▶ [Provided data]:
════════════════
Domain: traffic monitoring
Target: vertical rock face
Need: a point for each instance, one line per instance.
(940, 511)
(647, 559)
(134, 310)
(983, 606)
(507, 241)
════════════════
▶ [Problem]:
Output the data exactly, so that every line matches the original.

▶ [Reply]:
Domain: traffic monitoring
Target: vertical rock face
Need: a point for each instance, one line per instance.
(940, 511)
(647, 559)
(134, 310)
(983, 606)
(507, 241)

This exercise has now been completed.